SUPPLIED INFORMATION:
◆ ◆ ◆ ◆ ◆ ◆ ◆
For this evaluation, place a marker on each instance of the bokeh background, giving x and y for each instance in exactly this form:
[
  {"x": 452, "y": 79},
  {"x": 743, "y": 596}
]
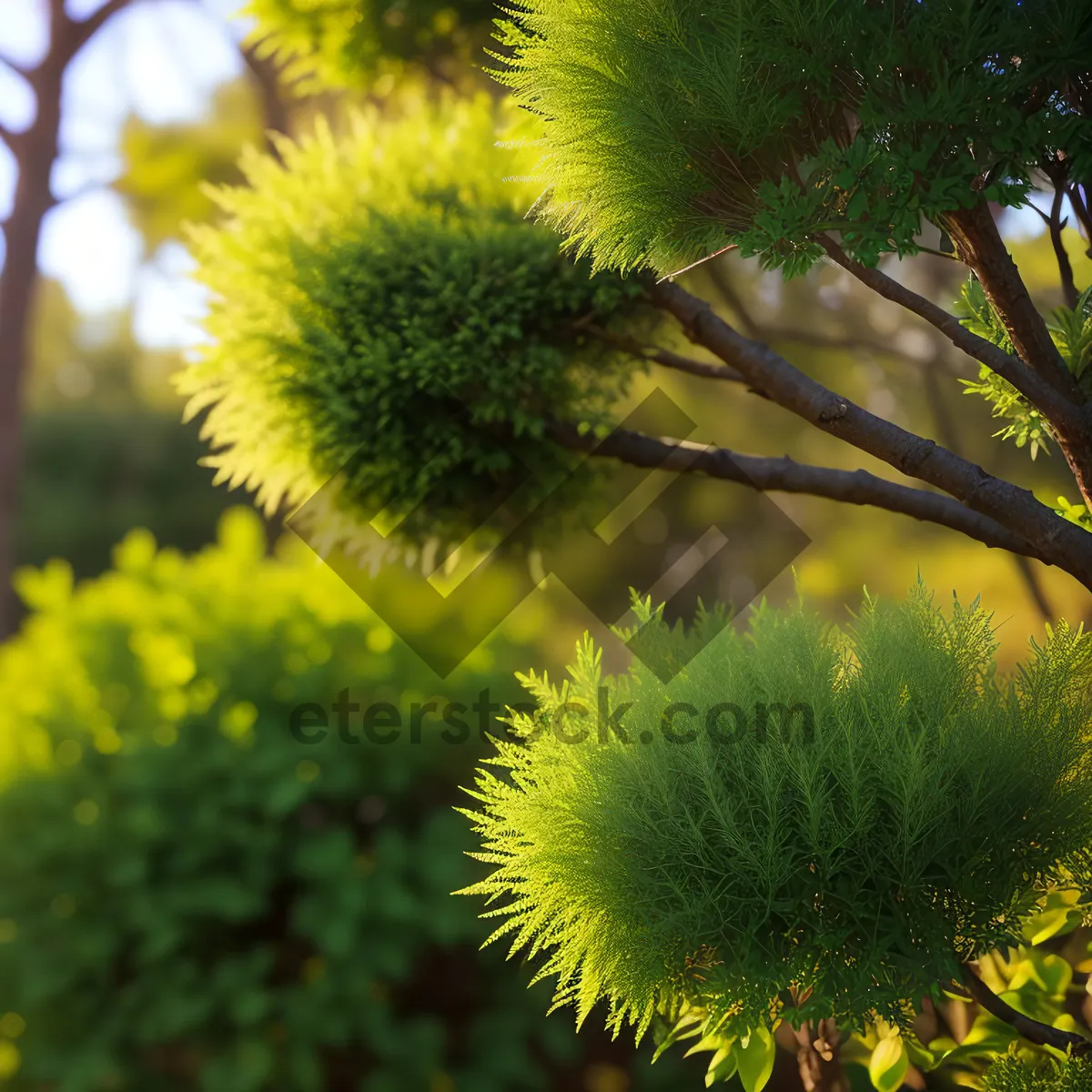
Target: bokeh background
[{"x": 190, "y": 896}]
◆ ◆ ◆ ◆ ◆ ◆ ◆
Please copy every line of the records above, leaving out the pictures, and add -46 to each x and y coordinate in the answers while keeping all other numbers the same.

For this evaluation, place a marker on each instance of the bokeh background, giving x and y for each instance in exactly this form:
[
  {"x": 452, "y": 79},
  {"x": 743, "y": 596}
]
Target: bokeh background
[{"x": 144, "y": 850}]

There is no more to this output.